- [Aim A]
Answer these questions from the speech excerpt on Massachusetts and her prejudices:
(i) Which two places must Massachusetts efface from her memory?
(ii) How many years of history would she first have to forget?
(iii) Who tells us that Massachusetts has conquered a good many things?

- [Excerpt provided]
>> start
The trumpet gives no uncertain sound; but before we prepare ourselves for battle, let us see who is the foe. What are the "prejudices" Massachusetts is to conquer? The prejudice in favour of the American idea; the prejudice in favour of what our fathers called self-evident truths; that all men "are endowed with certain unalienable rights;" that "all men are created equal," and that "to secure these rights, governments are instituted amongst men." These are the prejudices Massachusetts is called on to conquer. There are some men who will do this" with alacrity; "but will Massachusetts conquer her prejudices in favour of the "unalienable rights of man"? I think, Mr President, she will first have to forget two hundred years of history. She must efface Lexington and Bunker Hill from her memory, and tear the old rock of Plymouth out from her bosom. These are prejudices which Massachusetts will not conquer till the ocean ceases to wash her shore, and granite to harden her hills. Massachusetts has conquered a good many things, as Mr Webster tells us. I think there are several other things we shall try our hand upon, before we conquer our prejudice in favour of the unalienable rights of man.
>> end
- [Data for this exercise]
>> start
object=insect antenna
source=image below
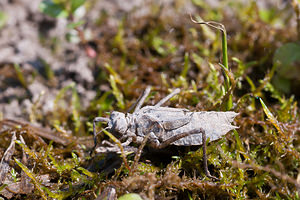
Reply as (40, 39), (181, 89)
(155, 88), (180, 107)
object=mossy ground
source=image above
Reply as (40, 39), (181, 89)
(0, 0), (300, 199)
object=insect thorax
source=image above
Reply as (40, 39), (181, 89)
(107, 111), (134, 135)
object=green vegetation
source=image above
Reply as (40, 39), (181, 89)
(0, 0), (300, 200)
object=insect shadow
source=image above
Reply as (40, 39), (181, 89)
(93, 87), (238, 180)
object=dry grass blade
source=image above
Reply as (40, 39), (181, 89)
(0, 131), (17, 184)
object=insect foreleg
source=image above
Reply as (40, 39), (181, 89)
(155, 88), (180, 107)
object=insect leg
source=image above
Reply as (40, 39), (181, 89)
(150, 128), (200, 149)
(150, 128), (219, 180)
(155, 88), (180, 107)
(201, 129), (219, 181)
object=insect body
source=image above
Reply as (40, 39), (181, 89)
(93, 87), (237, 180)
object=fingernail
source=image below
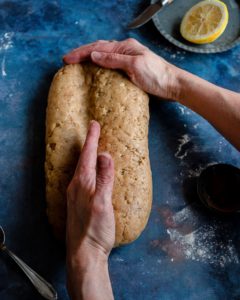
>> end
- [Aim B] Count the lines in the rows that contain the string "insect", matching case exactly, and give only the number.

- [Task result A]
(i) Lexington and Bunker Hill
(ii) Two hundred years
(iii) Mr Webster

- [Task result B] 6